==== Texte fourni
Si ce variant gagne autant de terrain rapidement, c’est qu’il est autrement plus contagieux que le variant Alpha (« britannique ») aujourd’hui majoritaire en France. Comme le dit Mahmoud Zureik, professeur d’épidémiologie et de santé publique à l’université Versailles-Saint-Quentin-en-Yvelines : «Leurs indicateurs montrent qu’il est 50 à 60 % plus transmissible que le variant alpha (britannique), lui-même 50 % plus contagieux que la souche d’origine ». Son taux de reproduction effectif sur le sol britannique est de 1,44, ce qui signifie que 10 personnes infectées en contaminent 14. L’autre « atout » de ce variant est, si l’on peut dire, qu’il avance masqué. Ses symptômes (maux de tête, nez qui coule et mal de gorge) ne sont pas tout à fait les mêmes que ceux du variant Alpha ce qui peut le laisser passer pour un gros rhume n’appelant pas à une vigilance particulière ni à un test virologique systématique suivi d’un isolement.

Un contexte favorable à un changement de stratégie

Heureusement, nous ne sommes pas totalement impuissants à ce variant Delta. Non seulement nous jouissons de l’expérience britannique mais aussi, nous pouvons profiter du taux d’incidence actuel relativement faible (35) et d’un nombre de contaminations journalières inférieur à 4 000 cas pour mettre en place une véritable stratégie d’élimination.
========
▶ _Objectif de l'exercice_
Prolongez le texte sur le variant Delta en reprenant après sa dernière phrase.
==== Extrait de données
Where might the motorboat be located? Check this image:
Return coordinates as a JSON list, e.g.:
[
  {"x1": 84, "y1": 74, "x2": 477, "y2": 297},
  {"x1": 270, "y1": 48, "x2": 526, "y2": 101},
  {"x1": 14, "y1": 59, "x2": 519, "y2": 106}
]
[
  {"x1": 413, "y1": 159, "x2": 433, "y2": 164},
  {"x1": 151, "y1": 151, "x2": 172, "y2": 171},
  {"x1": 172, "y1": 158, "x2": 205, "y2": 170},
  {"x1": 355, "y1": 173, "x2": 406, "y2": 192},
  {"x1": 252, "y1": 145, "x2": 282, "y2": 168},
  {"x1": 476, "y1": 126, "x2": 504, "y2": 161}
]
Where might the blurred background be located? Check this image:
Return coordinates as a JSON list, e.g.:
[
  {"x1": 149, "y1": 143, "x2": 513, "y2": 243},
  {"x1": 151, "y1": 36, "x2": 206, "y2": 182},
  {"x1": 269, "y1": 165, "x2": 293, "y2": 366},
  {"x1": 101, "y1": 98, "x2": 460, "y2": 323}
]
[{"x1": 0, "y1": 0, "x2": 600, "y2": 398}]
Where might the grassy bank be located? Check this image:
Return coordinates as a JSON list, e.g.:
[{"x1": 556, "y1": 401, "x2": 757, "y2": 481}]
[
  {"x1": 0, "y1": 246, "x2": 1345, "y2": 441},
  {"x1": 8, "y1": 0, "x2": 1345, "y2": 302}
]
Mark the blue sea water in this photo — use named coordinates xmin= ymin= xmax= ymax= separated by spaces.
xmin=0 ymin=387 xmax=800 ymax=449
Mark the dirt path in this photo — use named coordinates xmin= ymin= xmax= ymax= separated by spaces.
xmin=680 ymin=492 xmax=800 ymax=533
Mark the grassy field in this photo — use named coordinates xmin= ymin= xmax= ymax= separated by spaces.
========
▶ _Réponse_
Celle-ci correspond à viser une circulation minimale du virus en agissant de manière locale et très ponctuelle. Efficace, cette stratégie est aussi moins liberticide et moins couteuse sur le plan économique que le « vivre avec ». Joint le 18 juin au matin par Numerama, le Pr Antoine Flahault, épidémiologiste et médecin de santé publique, nous confirme que cette période est « très favorable à un changement de stratégie » et d’en décliner les principaux leviers :

  • Le testing. « Il ne suffit pas de tester systématiquement les personnes symptomatiques ou cas contact » nous dit-il. « Il faut un testing élaboré avec un séquençage systématique pour pouvoir repérer les variants. »
  • Le tracing. « On ne parle pas d’un tracking à la petite semaine » explique l’épidémiologiste. « Il faut tracer toutes les chaînes de contamination, en amont et en aval. » Cela tombe bien : le 17 juin, l’Assurance Maladie a annoncé que désormais un tracing rétrospectif serait mis en place. Ce type de tracing dit « à la japonaise » consiste à « s’intéresser à l’amont, aux origines de la contamination. Il permet ainsi de repérer des situations ponctuelles ou inhabituelles, au cours desquelles une personne, devenue par la suite positive, aurait pu contaminer d’autres personnes. » En complément au traditionnel tracing prospectif, cela permet de resserrer l’étau autour du virus.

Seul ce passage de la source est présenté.